**ENUNCIADO**
No texto sobre a Colônia Francesa de Santo Antônio, a que programa de pós-graduação está vinculado o projeto de pesquisa?

Em 12/11/2008, participei como comunicador no X ENPOS (Encontro de Pós-Graduação) e XVII Congresso de Iniciação Científica, da Universidade Federal de Pelotas.
A PESQUISA DA MEMÓRIA
SOCIAL A PARTIR DOS ACERVOS CULTURAIS DA COLÔNIA FRANCESA DE SANTO ANTÔNIO EM
PELOTAS-RS
Autores: BETEMPS, Leandro
Ramos1; CERQUEIRA, Fábio
Vergara2
1,2 Mestrado em Memória Social e Patrimônio Cultural – ICH/UFPel.
1. INTRODUÇÃO
O presente texto
pretende comunicar a construção metodológica realizada para desenvolver este
projeto de pesquisa, sob a orientação do Prof. Dr. Fábio Vergara Cerqueira, e
vinculado ao Mestrado em Memória Social e Patrimônio Cultural, do Instituto de
Ciências Humanas, da Universidade Federal de Pelotas. Aqui apresento as
diretrizes do projeto, depois a construção do corpo teórico e metodológico. E,
por fim, alguns resultados obtidos até o momento.

**DADOS FORNECIDOS**
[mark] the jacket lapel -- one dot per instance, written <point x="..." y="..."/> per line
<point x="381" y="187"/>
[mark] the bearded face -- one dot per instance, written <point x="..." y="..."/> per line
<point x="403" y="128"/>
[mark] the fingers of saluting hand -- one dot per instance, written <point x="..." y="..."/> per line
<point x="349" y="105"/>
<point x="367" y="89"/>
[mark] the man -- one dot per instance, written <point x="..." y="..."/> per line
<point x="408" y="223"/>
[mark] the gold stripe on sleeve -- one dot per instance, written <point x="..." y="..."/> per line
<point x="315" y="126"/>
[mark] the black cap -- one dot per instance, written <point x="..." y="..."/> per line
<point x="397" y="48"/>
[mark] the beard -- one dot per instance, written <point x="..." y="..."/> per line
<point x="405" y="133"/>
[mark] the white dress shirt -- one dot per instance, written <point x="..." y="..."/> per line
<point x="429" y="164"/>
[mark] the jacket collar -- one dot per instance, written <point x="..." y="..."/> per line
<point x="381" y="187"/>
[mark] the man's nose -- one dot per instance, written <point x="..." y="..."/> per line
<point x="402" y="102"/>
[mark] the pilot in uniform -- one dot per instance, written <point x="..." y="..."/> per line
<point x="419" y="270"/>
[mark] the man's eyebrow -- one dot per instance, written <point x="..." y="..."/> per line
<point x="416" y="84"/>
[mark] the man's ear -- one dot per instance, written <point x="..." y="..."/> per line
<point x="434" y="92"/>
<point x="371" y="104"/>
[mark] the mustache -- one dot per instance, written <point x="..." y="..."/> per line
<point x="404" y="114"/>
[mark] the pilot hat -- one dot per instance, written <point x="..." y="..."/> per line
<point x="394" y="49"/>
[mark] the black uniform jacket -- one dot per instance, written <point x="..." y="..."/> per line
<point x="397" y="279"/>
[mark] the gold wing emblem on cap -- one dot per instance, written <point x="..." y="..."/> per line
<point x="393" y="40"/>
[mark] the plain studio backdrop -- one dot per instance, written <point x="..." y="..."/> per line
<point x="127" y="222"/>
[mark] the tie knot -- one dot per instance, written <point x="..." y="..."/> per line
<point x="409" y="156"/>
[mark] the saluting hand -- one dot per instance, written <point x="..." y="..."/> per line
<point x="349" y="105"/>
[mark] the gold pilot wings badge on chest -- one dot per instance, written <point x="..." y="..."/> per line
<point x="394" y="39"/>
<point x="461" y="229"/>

**RESPOSTA DO EXERCÍCIO**
Ao Mestrado em Memória Social e Patrimônio Cultural, do Instituto de Ciências Humanas da Universidade Federal de Pelotas.